Selection:
☆ ☆ ☆ ☆ ☆

Cronos Capital Corp., as
  General Partner of Cronos Global
  Income Fund XVI, L.P.
444 Market Street, 15th Floor
San Francisco, California 94111
 
Ladies and Gentlemen:
 
     You have requested our opinion as to certain Federal income tax matters
concerning Cronos Global Income Fund XVI, L.P., a California limited partnership
(the "Partnership").
 
     We are acting as counsel for the Partnership in connection with the
offering of interests in the Partnership (the "Units") and certain other matters
concerning the proposed organization and activities of the Partnership. In this
connection, we have participated in the preparation of the Registration
Statement on Form S-1, and Post-Effective Amendment No. 1 thereto, describing
the Partnership's activities (the "Prospectus"), in which specific opinions as
to certain Federal income tax matters are attributed to us in the Section
entitled "Tax Aspects." With respect to the factual determinations underlying
such opinions, we have (i) examined such documents, records, and other
instruments as we deem necessary or appropriate, including, without limitation,
the Prospectus, the amended and restated Limited Partnership Agreement of the
Partnership (the "Partnership Agreement"), and (ii) relied upon representations
and statements of Cronos Capital Corp., a California corporation (the "General
Partner").
 
     Based on such examination, representations and statements, we have assumed
for purposes of this opinion that: (i) an economic profit could be realized from
an investment in the Partnership, (ii) each investor in the Partnership will be
motivated in substantial part by the potential for economic profit, separate and
apart from the tax benefits anticipated from an investment in the Partnership,
(iii) the cost to the Partnership of acquiring the equipment to be leased by the
Partnership will not be in excess of the equipment's fair market value, and (iv)

☆ ☆ ☆ ☆ ☆

Data shown:
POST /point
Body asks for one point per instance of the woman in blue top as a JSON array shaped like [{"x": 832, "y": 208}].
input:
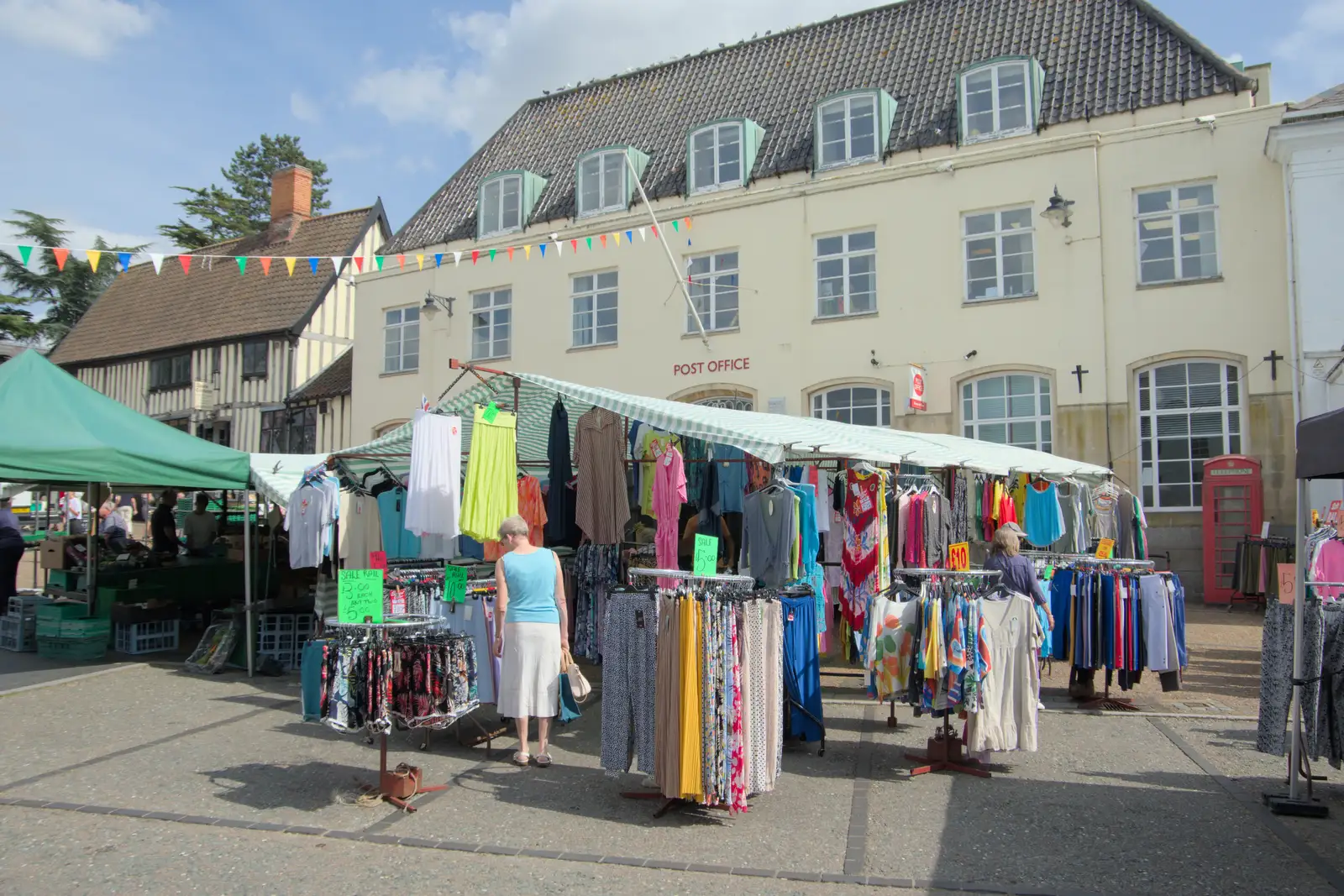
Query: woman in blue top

☆ ☆ ☆ ☆ ☆

Task requirements:
1: According to the opinion letter, what kind of entity is Cronos Capital Corp.?
2: Pick up the opinion letter on the Cronos Global Income Fund XVI tax matters from the point where it stops, and keep writing it.
The data can be left aside here.

Exercise answers:
1: A California corporation.

2:
the Partnership will be formed and operated in accordance with applicable
California laws, in accordance with applicable laws of those other states in
which the equipment to be leased by the Partnership is or becomes located, and
the terms and provisions of the Partnership Agreement and the Prospectus. The
General Partner has represented to us that it believes these assumptions to be
reasonable, and we have no basis for believing otherwise.
 
     Based upon the foregoing and in reliance thereon, we are of the opinion
that the Section in the Prospectus entitled "Tax Aspects" and that portion of
the Section entitled "The Risk Factors" expressly dealing with Federal income
taxation fully and fairly address the material Federal income tax issues
relating to an investment in the Partnership by the typical investor (i.e., an
individual in the 28%-31% Federal income tax bracket), including all of those
issues which involve the reasonable possibility of a challenge by the Internal
Revenue Service; (ii) we have expressed our opinion, or the basis of our
inability to express an opinion, on the material Federal income tax issues
relating to an investment in the Partnership by the typical investor (as
aforesaid); and (iii) we are of the opinion that a typical investor (as
aforesaid) in the Partnership will more likely than not realize the majority of
the tax benefits described in the Prospectus as being available to investors in
the Partnership.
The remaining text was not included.